§ **What the exercise asks**
Write out the entries exactly, pictures excluded.

§ **Input data**
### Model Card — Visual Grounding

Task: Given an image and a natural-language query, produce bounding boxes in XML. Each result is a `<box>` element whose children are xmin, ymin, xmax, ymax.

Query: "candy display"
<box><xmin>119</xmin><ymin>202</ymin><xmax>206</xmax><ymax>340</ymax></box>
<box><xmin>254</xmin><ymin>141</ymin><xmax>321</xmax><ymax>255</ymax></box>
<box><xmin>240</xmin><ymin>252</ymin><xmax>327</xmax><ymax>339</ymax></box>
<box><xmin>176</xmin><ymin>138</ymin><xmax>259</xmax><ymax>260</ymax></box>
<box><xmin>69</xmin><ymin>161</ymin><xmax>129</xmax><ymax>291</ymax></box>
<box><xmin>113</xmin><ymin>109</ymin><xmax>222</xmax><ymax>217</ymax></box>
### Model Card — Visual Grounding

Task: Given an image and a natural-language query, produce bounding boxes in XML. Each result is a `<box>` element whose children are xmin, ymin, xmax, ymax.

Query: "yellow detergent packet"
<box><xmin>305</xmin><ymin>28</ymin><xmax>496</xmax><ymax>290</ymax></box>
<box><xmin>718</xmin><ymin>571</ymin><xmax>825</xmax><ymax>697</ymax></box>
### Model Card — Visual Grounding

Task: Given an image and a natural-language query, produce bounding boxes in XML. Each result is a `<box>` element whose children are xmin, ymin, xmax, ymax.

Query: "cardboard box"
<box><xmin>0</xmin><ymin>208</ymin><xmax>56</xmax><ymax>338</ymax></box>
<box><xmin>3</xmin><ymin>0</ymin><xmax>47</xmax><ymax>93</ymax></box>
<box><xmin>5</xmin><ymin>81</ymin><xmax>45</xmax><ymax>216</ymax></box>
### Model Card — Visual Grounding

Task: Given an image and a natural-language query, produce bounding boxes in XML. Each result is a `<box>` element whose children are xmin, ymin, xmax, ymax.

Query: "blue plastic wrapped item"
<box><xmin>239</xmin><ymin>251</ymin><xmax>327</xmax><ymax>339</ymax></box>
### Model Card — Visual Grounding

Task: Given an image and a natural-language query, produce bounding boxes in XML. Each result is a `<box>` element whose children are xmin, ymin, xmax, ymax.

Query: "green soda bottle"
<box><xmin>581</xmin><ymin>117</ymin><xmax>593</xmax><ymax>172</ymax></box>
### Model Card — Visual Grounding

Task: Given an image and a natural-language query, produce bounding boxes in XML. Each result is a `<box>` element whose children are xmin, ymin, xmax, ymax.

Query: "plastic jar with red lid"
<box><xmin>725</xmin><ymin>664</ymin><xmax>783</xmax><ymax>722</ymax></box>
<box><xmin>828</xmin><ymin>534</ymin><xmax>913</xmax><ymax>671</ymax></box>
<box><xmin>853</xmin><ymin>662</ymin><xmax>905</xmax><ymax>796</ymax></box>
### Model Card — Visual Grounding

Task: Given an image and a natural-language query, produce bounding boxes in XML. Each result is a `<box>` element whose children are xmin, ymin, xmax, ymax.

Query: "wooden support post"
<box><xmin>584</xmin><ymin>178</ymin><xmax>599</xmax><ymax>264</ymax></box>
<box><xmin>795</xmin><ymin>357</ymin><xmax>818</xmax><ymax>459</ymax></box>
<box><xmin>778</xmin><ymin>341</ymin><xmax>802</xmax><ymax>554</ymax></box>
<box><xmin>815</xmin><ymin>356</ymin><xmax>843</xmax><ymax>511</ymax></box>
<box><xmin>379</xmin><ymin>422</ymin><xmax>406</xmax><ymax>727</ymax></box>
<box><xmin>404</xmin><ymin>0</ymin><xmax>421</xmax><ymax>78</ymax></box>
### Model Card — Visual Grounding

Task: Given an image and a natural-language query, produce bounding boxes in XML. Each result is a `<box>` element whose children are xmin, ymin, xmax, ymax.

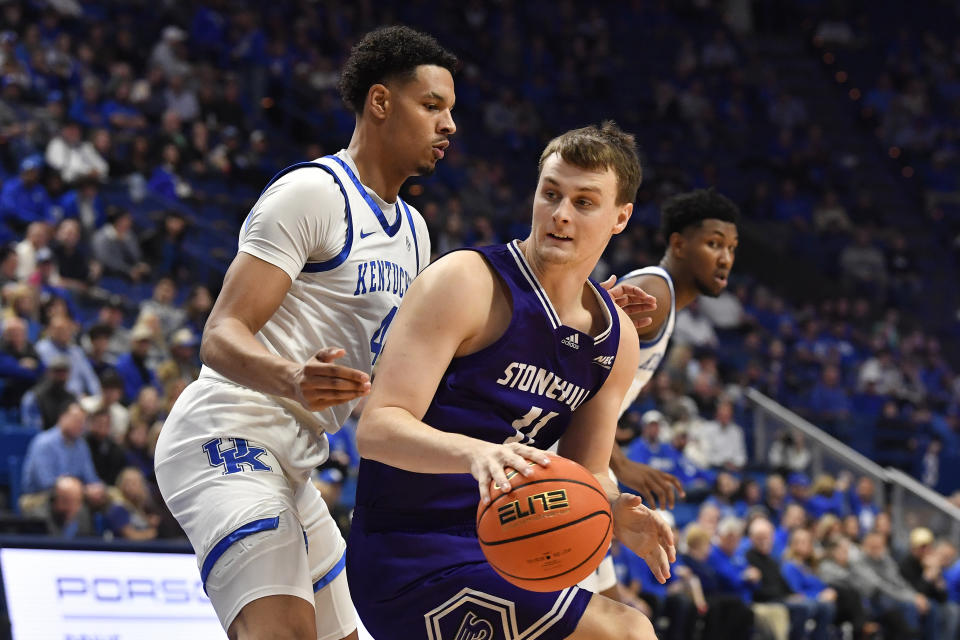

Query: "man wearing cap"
<box><xmin>156</xmin><ymin>327</ymin><xmax>200</xmax><ymax>385</ymax></box>
<box><xmin>0</xmin><ymin>154</ymin><xmax>53</xmax><ymax>232</ymax></box>
<box><xmin>900</xmin><ymin>527</ymin><xmax>960</xmax><ymax>640</ymax></box>
<box><xmin>114</xmin><ymin>323</ymin><xmax>161</xmax><ymax>403</ymax></box>
<box><xmin>35</xmin><ymin>314</ymin><xmax>101</xmax><ymax>398</ymax></box>
<box><xmin>20</xmin><ymin>353</ymin><xmax>76</xmax><ymax>430</ymax></box>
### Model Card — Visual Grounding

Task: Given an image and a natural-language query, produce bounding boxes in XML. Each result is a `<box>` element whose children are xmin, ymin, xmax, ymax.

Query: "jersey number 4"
<box><xmin>370</xmin><ymin>305</ymin><xmax>398</xmax><ymax>366</ymax></box>
<box><xmin>504</xmin><ymin>406</ymin><xmax>559</xmax><ymax>445</ymax></box>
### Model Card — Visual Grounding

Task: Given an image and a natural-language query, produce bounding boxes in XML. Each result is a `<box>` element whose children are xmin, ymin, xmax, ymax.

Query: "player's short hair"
<box><xmin>538</xmin><ymin>120</ymin><xmax>642</xmax><ymax>205</ymax></box>
<box><xmin>338</xmin><ymin>26</ymin><xmax>457</xmax><ymax>114</ymax></box>
<box><xmin>660</xmin><ymin>188</ymin><xmax>740</xmax><ymax>239</ymax></box>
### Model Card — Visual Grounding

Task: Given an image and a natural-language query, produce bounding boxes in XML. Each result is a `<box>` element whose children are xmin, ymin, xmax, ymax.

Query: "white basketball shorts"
<box><xmin>155</xmin><ymin>378</ymin><xmax>353</xmax><ymax>637</ymax></box>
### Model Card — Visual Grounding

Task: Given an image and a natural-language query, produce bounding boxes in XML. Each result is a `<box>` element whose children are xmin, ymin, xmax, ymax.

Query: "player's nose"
<box><xmin>439</xmin><ymin>109</ymin><xmax>456</xmax><ymax>135</ymax></box>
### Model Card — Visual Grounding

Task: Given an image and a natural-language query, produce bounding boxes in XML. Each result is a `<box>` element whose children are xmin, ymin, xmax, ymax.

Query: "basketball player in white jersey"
<box><xmin>154</xmin><ymin>27</ymin><xmax>456</xmax><ymax>640</ymax></box>
<box><xmin>582</xmin><ymin>189</ymin><xmax>740</xmax><ymax>599</ymax></box>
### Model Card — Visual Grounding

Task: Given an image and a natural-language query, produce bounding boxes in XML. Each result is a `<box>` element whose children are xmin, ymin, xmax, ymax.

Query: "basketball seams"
<box><xmin>477</xmin><ymin>510</ymin><xmax>611</xmax><ymax>546</ymax></box>
<box><xmin>488</xmin><ymin>518</ymin><xmax>612</xmax><ymax>585</ymax></box>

§ **Response to the task**
### Model Card — Visual Grounding

Task: Given an image and a natural-language query, produce bounding boxes in XML. Each result is a `<box>` element whose children are xmin, ymin, xmax, ymax.

Query: "candy display"
<box><xmin>119</xmin><ymin>202</ymin><xmax>206</xmax><ymax>340</ymax></box>
<box><xmin>254</xmin><ymin>141</ymin><xmax>321</xmax><ymax>255</ymax></box>
<box><xmin>240</xmin><ymin>252</ymin><xmax>327</xmax><ymax>339</ymax></box>
<box><xmin>176</xmin><ymin>138</ymin><xmax>259</xmax><ymax>260</ymax></box>
<box><xmin>69</xmin><ymin>161</ymin><xmax>129</xmax><ymax>291</ymax></box>
<box><xmin>113</xmin><ymin>109</ymin><xmax>222</xmax><ymax>217</ymax></box>
### Model Card — Visual Grounding

Task: Given an image and a natural-language query, produce bounding boxes in XML. Each result is a `<box>` element whose children are xmin, ymin, xmax, ymax.

Query: "yellow detergent packet"
<box><xmin>305</xmin><ymin>28</ymin><xmax>496</xmax><ymax>290</ymax></box>
<box><xmin>718</xmin><ymin>571</ymin><xmax>825</xmax><ymax>697</ymax></box>
### Model Card — Visual Grounding

Task: Given an image and a natural-language query, produce bounding boxes in XML. Each result is a `<box>` element whose children are xmin, ymin, xmax, ymax.

Query: "cardboard box"
<box><xmin>0</xmin><ymin>208</ymin><xmax>56</xmax><ymax>338</ymax></box>
<box><xmin>3</xmin><ymin>0</ymin><xmax>47</xmax><ymax>93</ymax></box>
<box><xmin>5</xmin><ymin>81</ymin><xmax>45</xmax><ymax>216</ymax></box>
### Model Card — Visual Grounding

Task: Given an image and a natural-language query, produce bounding boxes in XML. Each result is a `<box>` element whose children are xmin, ymin, xmax, ymax.

Query: "blue plastic wrapped item"
<box><xmin>239</xmin><ymin>251</ymin><xmax>327</xmax><ymax>339</ymax></box>
### Model Card — Visual Grounding

Task: Given an image and a natural-language query, produce bounding boxes in XML. Each result is a `<box>` element whose children are xmin, ymin, xmax, ymax.

Query: "green soda bottle"
<box><xmin>581</xmin><ymin>117</ymin><xmax>593</xmax><ymax>172</ymax></box>
### Model Card — Visual Grounding

Task: Given an image and a natural-language query, produce bounding boxes in XML. Each result is a `<box>` element whose children are xmin, ymin, xmax, ymax.

Query: "plastic jar with red lid"
<box><xmin>725</xmin><ymin>664</ymin><xmax>783</xmax><ymax>722</ymax></box>
<box><xmin>828</xmin><ymin>534</ymin><xmax>913</xmax><ymax>671</ymax></box>
<box><xmin>853</xmin><ymin>662</ymin><xmax>905</xmax><ymax>796</ymax></box>
### Model Card — Visual Grounding

Task: Given an image and a natural-language query, produce bounding boxes in XML. Each result is a `<box>` element whose children are xmin, ymin, xmax, ymax.

Query: "wooden support post"
<box><xmin>584</xmin><ymin>178</ymin><xmax>599</xmax><ymax>264</ymax></box>
<box><xmin>795</xmin><ymin>357</ymin><xmax>818</xmax><ymax>459</ymax></box>
<box><xmin>778</xmin><ymin>341</ymin><xmax>802</xmax><ymax>554</ymax></box>
<box><xmin>815</xmin><ymin>356</ymin><xmax>843</xmax><ymax>511</ymax></box>
<box><xmin>379</xmin><ymin>422</ymin><xmax>406</xmax><ymax>727</ymax></box>
<box><xmin>404</xmin><ymin>0</ymin><xmax>421</xmax><ymax>78</ymax></box>
### Model Card — Visual Grounding

Task: Given an image and a natural-language query, produce bounding boxes in XML. Each result is a `<box>` element whose children are xmin, ymin, xmax, ymax.


Query: "man wearing cap"
<box><xmin>156</xmin><ymin>327</ymin><xmax>200</xmax><ymax>385</ymax></box>
<box><xmin>0</xmin><ymin>154</ymin><xmax>53</xmax><ymax>232</ymax></box>
<box><xmin>900</xmin><ymin>527</ymin><xmax>960</xmax><ymax>640</ymax></box>
<box><xmin>114</xmin><ymin>323</ymin><xmax>161</xmax><ymax>403</ymax></box>
<box><xmin>35</xmin><ymin>314</ymin><xmax>101</xmax><ymax>398</ymax></box>
<box><xmin>20</xmin><ymin>353</ymin><xmax>76</xmax><ymax>430</ymax></box>
### Model Card — Visual Grounding

Task: Given an image and a natural-language query, produce bounding boxes in XML. Each result is a `<box>` element whose children are xmin, ymin, xmax, ymax.

Query: "jersey number 4"
<box><xmin>370</xmin><ymin>305</ymin><xmax>398</xmax><ymax>366</ymax></box>
<box><xmin>504</xmin><ymin>406</ymin><xmax>559</xmax><ymax>445</ymax></box>
### Model Card — Visual Grounding

Task: Given an image and a natural-language query, produce bounding boxes in XML. Each result is a `<box>` element whose children are xmin, ymin, xmax, ymax.

Query: "player's short hair"
<box><xmin>538</xmin><ymin>120</ymin><xmax>642</xmax><ymax>205</ymax></box>
<box><xmin>338</xmin><ymin>26</ymin><xmax>457</xmax><ymax>114</ymax></box>
<box><xmin>660</xmin><ymin>188</ymin><xmax>740</xmax><ymax>239</ymax></box>
### Model Card — Visual Grounding

Task: Given an image and a natural-language query, produce bounding boxes in XML. Each result is a `<box>` element whose children are xmin, ymin, xmax, ymax.

Query: "white basketball shorts"
<box><xmin>155</xmin><ymin>378</ymin><xmax>353</xmax><ymax>637</ymax></box>
### Model Card — Visual Grounding

Task: Given an image and a natural-language query, produce bounding boxes in XML. Each result is a `<box>` element whose children are xmin, ymin, xmax, ymax.

Query: "player's nose"
<box><xmin>439</xmin><ymin>109</ymin><xmax>456</xmax><ymax>135</ymax></box>
### Model Card — Visual Grounding

Task: Given an image and a natural-language query, produce bounding boxes in XML. Each result is a `<box>` element whose children are xmin, ymin, xmax, ymax.

Query: "basketball player in white jersey"
<box><xmin>154</xmin><ymin>27</ymin><xmax>456</xmax><ymax>640</ymax></box>
<box><xmin>582</xmin><ymin>189</ymin><xmax>740</xmax><ymax>599</ymax></box>
### Model Card — Visual Grounding

Task: Given an image and a natural-language query, produce bounding boxes in XML. Each result is a `<box>` element whose children are xmin, ymin, xmax, ymax.

Query: "basketball seams"
<box><xmin>477</xmin><ymin>510</ymin><xmax>611</xmax><ymax>546</ymax></box>
<box><xmin>488</xmin><ymin>518</ymin><xmax>612</xmax><ymax>585</ymax></box>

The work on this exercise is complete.